DATA SECTION -
Start of Block

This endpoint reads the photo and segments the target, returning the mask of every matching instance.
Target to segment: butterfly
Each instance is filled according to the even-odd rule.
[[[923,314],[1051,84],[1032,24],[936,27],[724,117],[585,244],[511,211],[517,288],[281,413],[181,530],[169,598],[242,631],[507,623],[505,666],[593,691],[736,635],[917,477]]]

End of Block
Start of Block

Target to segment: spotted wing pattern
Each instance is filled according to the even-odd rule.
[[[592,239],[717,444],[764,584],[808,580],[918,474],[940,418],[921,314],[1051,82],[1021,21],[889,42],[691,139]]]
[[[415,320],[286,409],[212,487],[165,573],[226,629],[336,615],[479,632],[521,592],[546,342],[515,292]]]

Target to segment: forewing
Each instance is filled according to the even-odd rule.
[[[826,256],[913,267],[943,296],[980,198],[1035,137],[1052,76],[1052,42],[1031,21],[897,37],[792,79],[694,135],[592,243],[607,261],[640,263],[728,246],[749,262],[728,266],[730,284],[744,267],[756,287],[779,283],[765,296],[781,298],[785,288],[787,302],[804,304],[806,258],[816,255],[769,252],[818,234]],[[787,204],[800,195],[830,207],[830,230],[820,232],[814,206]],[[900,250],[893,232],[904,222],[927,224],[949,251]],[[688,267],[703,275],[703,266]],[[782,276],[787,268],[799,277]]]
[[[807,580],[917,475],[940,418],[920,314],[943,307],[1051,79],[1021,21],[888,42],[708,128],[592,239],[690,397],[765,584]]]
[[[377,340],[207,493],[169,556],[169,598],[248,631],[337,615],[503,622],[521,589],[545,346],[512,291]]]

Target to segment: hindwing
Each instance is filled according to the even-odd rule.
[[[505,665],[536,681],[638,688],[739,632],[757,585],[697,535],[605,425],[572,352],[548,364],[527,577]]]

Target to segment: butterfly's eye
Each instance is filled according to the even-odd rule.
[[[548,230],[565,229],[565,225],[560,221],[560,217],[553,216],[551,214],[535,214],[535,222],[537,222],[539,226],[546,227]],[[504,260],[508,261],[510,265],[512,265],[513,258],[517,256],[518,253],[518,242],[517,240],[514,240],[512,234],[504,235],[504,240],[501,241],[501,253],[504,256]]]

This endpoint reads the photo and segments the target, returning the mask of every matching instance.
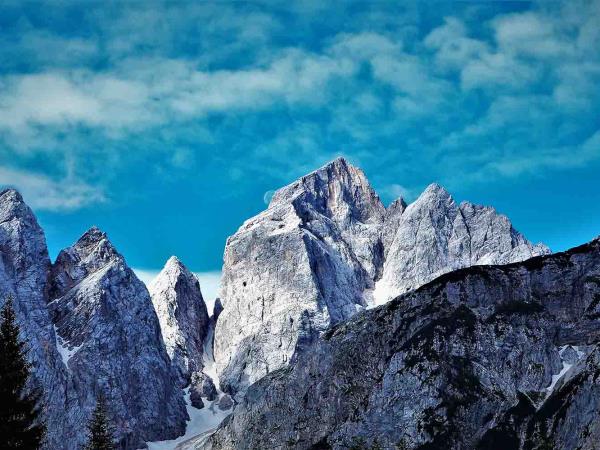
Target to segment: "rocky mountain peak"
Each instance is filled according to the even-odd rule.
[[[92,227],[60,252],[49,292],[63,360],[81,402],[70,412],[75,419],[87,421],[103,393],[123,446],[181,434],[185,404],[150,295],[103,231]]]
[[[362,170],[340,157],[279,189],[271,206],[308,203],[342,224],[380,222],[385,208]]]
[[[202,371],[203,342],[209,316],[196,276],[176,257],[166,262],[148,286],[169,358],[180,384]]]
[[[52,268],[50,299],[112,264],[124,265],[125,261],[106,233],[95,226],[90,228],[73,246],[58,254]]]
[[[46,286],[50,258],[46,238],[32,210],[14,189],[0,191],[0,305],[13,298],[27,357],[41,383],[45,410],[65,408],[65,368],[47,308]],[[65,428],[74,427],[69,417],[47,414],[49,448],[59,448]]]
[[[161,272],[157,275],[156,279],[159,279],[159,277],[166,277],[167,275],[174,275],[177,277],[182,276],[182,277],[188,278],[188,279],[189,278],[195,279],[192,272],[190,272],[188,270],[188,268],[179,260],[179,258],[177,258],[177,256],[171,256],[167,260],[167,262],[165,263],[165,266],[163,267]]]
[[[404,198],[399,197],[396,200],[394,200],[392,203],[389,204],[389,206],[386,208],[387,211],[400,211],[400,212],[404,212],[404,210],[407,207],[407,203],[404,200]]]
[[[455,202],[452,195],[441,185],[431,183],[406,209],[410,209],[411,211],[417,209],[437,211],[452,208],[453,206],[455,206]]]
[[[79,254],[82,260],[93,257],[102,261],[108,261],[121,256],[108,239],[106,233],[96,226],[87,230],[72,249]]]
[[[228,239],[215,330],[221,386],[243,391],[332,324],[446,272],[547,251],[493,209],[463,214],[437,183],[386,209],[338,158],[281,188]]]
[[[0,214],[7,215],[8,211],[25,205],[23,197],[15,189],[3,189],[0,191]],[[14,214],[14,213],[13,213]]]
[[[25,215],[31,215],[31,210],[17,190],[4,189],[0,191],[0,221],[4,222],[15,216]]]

End of Block

TASK PROMPT -
Scan the listing and copy every line where the string "butterfly" shows up.

ANSWER SECTION -
Target to segment: butterfly
Target to segment: butterfly's eye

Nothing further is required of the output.